## Tugas A
Tuliskan semua data buku yang tercantum di bagian awal sinopsis novel Hati Yang Damai beserta isi masing-masing.
## Tugas B
Lanjutkan sinopsis novel Hati Yang Damai mulai dari kalimat terakhirnya.

## Kutipan
Judul : Hati Yang Damai
Karya : Nh. Dini
Penerbit : Gramedia
Tahun : 1998
Tebal buku :
89 halaman
Sinopsis
Dati adalah istri dari seorang
penerbang yang bernama Wija. Besuamikan seorang penerbang memiliki pengalaman
batin tersendiri bagi Dati karena suaminya selalu berdampingan dengan maut, dan
bagaimana ia
ingin menyelamatkan suamiya dari tangan maut dengan cinta. Tapi ia sadar tidak
mungkin bisa menyelamatkan suaminya, ia hanya bisa berdo’a dan berharap kalau
suminya akan kembali dengan selamat. Sebab ia menikah dengan Wija hanya rasa
wajib jadi seorang istri. Tapi Dati masih menyimpan cinta yang lain ia berselingkuh
dengan mantan pacarnya sewaktu main musik di kota yang bernama Sidik ia juga
dekat dangan Nardi tapi Dati memutuskan cinta segitiga ini dengan menikahi Wija
sosok lelaki yang ia anggap sebagai suami yang cocok buat dia. Perkenalan Dati
dengan Wija diawali ketika ada suatu pameran model pesawat yang diadakan oleh
pandu-pandu udara. Bersama rombongan regunya Dati selalu berusaha untuk tidak
melewatkan kesempatan-kesempatan seperti itu. Dati tidak pernah mengetahui
siapa namanya sampai beberapa minggu kemudian. Setelah sekian lama tak bertemu
siang itu Dati baru pulang dari kerja ia belum sempat makan ketika ia mendengar
ada seseorang yang memanggil namanya didepan pintu lalu Dati membuka pintu teryata Wija ada
di sana yang baru pulang dari Bali.
Wija mengungkapan apa yang ada dalam
hatinya dan ia melamar Dati dan akhirnya mereka menikah setelah dua bulan wija
lulus dari pendidikan. Mereka mendiami asrama bersana kawan-kawan yang lain.
Diantara mereka ada yang sudah berkeluarga ada juga yang masih bujang.aku
semula masih terkejut dan merasa asing dengan kehidupan barunya bertetagga
banyak orang. Wija tiba-tiba mencium Dati di depan teman-temannya matanya
memandang ku dengan penuh rasa cinta. Selang beberapa tahun mereka mempunyai
dua anak Atni dan Anto. Asti adalah
istri dari kakak dati yang biasa dipanggil dengan Mas Jat karena sama-sama
sibuknya dan asti seing ditinggal Mas Jat kelur kota akhirnya asti juga
memiliki cinta yang lain ia sering jalan dengan pejabat-pejabat tinggi dan
salah satunya adalah sidik. Setelah beberapa bulan menikah ayah Wija meninggal.

## Entri Terekstraksi
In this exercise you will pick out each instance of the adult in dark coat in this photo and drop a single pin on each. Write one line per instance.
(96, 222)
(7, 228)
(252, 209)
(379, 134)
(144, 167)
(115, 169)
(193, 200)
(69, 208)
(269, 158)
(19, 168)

## Jawaban Latihan A
Judul: Hati Yang Damai
Karya: Nh. Dini
Penerbit: Gramedia
Tahun: 1998
Tebal buku: 89 halaman

## Jawaban Latihan B
Pada saat pemakaman ada seorang perempuan cantik tiba-tiba muncul mendekati
suamiku dengan tersenyum. Aku heran siapa dia? Teryata perempuan itu adalah ibu
Wija yang meninggalkannya sewaktu masih kecil demi meneruskan usaha ayahnya di
sumatra. Semenjak itulah kebahagiaan
mereka lenyap ibunya pindah ke Sumatra dan hidup di sana tanpa menerima surat
cerai dari suaminya. Ayah wija kembali ke Denpasar. Dan wija tumbuh dengan
segala cintanya terhadap ayahnya. Dia baru mengetahui semua itu ketika ia
menengok ayahnya yang sedang sakit keras, kemudian beberapa hari lagi datang
kepadaku. Sebenarnya wija tidak ingin menceritakan semuanya karena ia tidak
ingin mengulangi kesedihan dan tidak mau dikasihani.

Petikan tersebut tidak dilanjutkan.